───── Trecho selecionado
2. Mérito. A autoria e a materialidade do crime de tráfico restaram bem
demonstradas pelos seguintes documentos: auto de prisão em flagrante
(fls. 02/07); Laudo Preliminar de Constatação (fls. 19/22); Auto de
Apresentação e Apreensão (fls. 09/10); voucher de viagem aérea entre
Salvador e Campo Grande (fl. 11); comprovante de compra em estabelecimento
comercial boliviano (fl. 13); boletim de ocorrência (fls. 14/16); Laudo de
Perícia Criminal (fls. 46/49), e pelos depoimentos das testemunhas e pelo
interrogatório do réu (mídia de fl. 203).
3. Não se pode acatar a tese do erro de tipo, sob a alegação de que o
réu desconheceria o conteúdo ilícito da carga transportada. Com efeito,
se aceitou vir de Salvador/BA, até Campo Grande/MS e depois Corumbá/MS,
voltando para o Nordeste desta vez para Recife/PE, conduzindo um automóvel
alheio com carga incerta, para o que receberia pagamento, no mínimo deve
incidir ao caso a figura do dolo eventual.
──────────
[Tarefas propostas]
**1.** Reescreva em forma de lista o parágrafo do trecho que começa com "2. Mérito", mantendo seus fatos principais.
**2.** Responda com base no trecho, uma resposta por linha:
(a) Qual documento consta das fls. 46/49?
(b) Para qual cidade do Nordeste o réu voltaria conduzindo o automóvel?
(c) Que figura, no mínimo, deve incidir ao caso?
**3.** Copie do trecho, sem nenhuma alteração, o segmento que vai de "2. Mérito. A" até "de fl. 203).".
───── Registros fornecidos
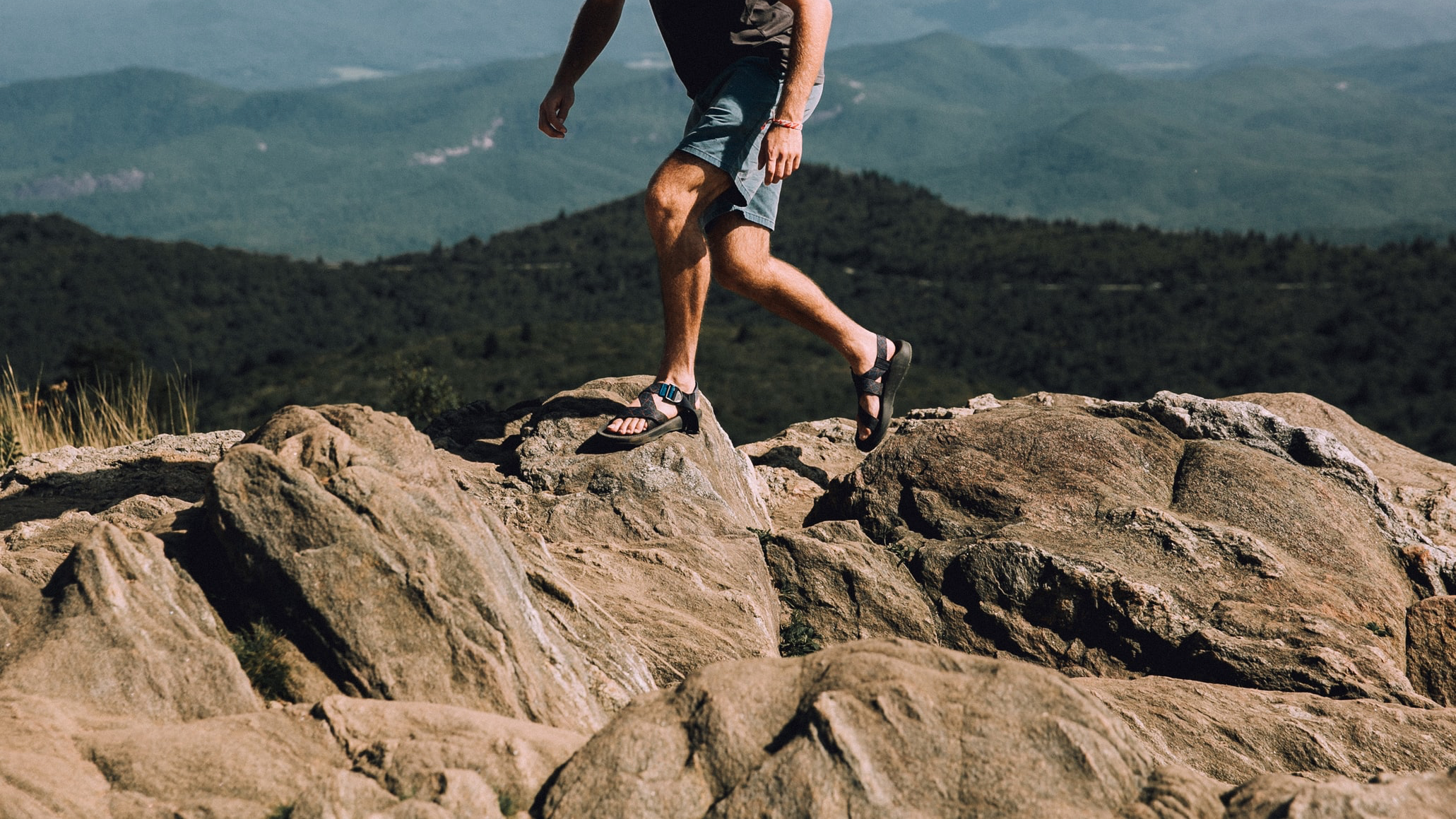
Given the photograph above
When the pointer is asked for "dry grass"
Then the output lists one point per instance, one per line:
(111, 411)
──────────
───── Registros fornecidos
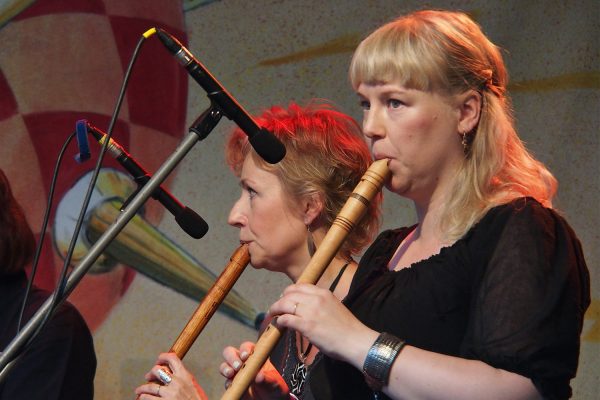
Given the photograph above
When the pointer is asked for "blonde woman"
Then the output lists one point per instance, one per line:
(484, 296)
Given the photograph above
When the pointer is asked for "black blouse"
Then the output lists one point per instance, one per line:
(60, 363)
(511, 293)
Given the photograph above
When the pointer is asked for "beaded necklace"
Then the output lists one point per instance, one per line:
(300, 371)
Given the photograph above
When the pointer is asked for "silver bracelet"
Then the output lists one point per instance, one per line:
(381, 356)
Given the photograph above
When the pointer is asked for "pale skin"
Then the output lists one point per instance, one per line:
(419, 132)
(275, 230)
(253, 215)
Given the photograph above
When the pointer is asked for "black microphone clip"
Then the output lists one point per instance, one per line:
──────────
[Respostas por tarefa]
**1.**
A autoria e a materialidade do crime de tráfico foram demonstradas por:
- auto de prisão em flagrante (fls. 02/07);
- Laudo Preliminar de Constatação (fls. 19/22);
- Auto de Apresentação e Apreensão (fls. 09/10);
- voucher de viagem aérea entre Salvador e Campo Grande (fl. 11);
- comprovante de compra em estabelecimento comercial boliviano (fl. 13);
- boletim de ocorrência (fls. 14/16);
- Laudo de Perícia Criminal (fls. 46/49);
- depoimentos das testemunhas e interrogatório do réu (mídia de fl. 203).

**2.**
(a) O Laudo de Perícia Criminal.
(b) Recife/PE.
(c) A figura do dolo eventual.

**3.**
2. Mérito. A autoria e a materialidade do crime de tráfico restaram bem
demonstradas pelos seguintes documentos: auto de prisão em flagrante
(fls. 02/07); Laudo Preliminar de Constatação (fls. 19/22); Auto de
Apresentação e Apreensão (fls. 09/10); voucher de viagem aérea entre
Salvador e Campo Grande (fl. 11); comprovante de compra em estabelecimento
comercial boliviano (fl. 13); boletim de ocorrência (fls. 14/16); Laudo de
Perícia Criminal (fls. 46/49), e pelos depoimentos das testemunhas e pelo
interrogatório do réu (mídia de fl. 203).